• **Work task**
Only the lines below starting at the one that contains "positive clicks: (28, 53) (27, 47)" and ending at the one that contains "positive clicks: (79, 91) (19, 92) (37, 65)" are to be reproduced, exactly and with both ends kept.

Dataset entries: Begin

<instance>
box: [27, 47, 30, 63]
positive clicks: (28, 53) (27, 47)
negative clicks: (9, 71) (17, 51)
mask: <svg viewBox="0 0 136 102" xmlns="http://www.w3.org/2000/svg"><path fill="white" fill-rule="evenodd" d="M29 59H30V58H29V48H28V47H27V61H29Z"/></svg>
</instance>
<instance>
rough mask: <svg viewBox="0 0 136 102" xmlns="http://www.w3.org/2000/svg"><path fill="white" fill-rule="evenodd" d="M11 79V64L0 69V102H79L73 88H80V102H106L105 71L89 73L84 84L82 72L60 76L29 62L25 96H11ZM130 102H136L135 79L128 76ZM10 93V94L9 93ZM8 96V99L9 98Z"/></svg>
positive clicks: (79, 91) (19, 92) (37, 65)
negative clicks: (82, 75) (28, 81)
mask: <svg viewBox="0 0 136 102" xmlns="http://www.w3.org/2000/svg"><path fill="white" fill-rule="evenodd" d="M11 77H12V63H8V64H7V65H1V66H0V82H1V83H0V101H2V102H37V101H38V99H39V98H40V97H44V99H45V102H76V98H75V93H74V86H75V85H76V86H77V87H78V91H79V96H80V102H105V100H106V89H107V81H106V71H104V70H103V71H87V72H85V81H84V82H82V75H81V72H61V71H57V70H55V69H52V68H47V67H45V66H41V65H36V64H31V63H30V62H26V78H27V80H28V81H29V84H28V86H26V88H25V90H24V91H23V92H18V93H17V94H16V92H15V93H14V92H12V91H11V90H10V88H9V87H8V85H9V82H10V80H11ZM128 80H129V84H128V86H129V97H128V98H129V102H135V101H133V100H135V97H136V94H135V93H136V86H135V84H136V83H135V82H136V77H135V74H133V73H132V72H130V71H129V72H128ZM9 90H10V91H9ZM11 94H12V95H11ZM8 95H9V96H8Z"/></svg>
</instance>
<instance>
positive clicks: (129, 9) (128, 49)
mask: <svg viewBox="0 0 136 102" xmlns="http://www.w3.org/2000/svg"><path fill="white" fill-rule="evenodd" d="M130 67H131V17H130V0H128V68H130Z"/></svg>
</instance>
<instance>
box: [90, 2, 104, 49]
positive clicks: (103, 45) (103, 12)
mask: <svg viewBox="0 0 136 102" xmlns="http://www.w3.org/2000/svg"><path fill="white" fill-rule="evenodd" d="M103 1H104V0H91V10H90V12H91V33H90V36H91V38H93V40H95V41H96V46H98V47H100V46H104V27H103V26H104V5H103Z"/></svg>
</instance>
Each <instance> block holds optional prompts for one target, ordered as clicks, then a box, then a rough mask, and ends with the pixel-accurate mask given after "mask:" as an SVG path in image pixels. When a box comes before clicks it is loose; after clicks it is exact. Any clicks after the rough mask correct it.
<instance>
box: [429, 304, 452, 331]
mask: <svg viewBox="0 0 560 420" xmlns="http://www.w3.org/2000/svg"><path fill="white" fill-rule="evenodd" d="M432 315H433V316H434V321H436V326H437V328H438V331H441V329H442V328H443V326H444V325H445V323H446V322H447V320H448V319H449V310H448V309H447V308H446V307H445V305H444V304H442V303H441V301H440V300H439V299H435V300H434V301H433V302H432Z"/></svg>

Dataset entries: End

• **Written response**
positive clicks: (28, 53) (27, 47)
negative clicks: (9, 71) (17, 51)
mask: <svg viewBox="0 0 136 102" xmlns="http://www.w3.org/2000/svg"><path fill="white" fill-rule="evenodd" d="M29 59H30V58H29V48H28V47H27V61H29Z"/></svg>
</instance>
<instance>
rough mask: <svg viewBox="0 0 136 102" xmlns="http://www.w3.org/2000/svg"><path fill="white" fill-rule="evenodd" d="M11 79V64L0 69V102H79L73 88H80V102H106L105 71L89 73L84 84L82 72L60 76L29 62L25 96H11ZM130 102H136L135 79L128 76ZM10 93V94L9 93ZM8 96V99L9 98Z"/></svg>
positive clicks: (79, 91) (19, 92) (37, 65)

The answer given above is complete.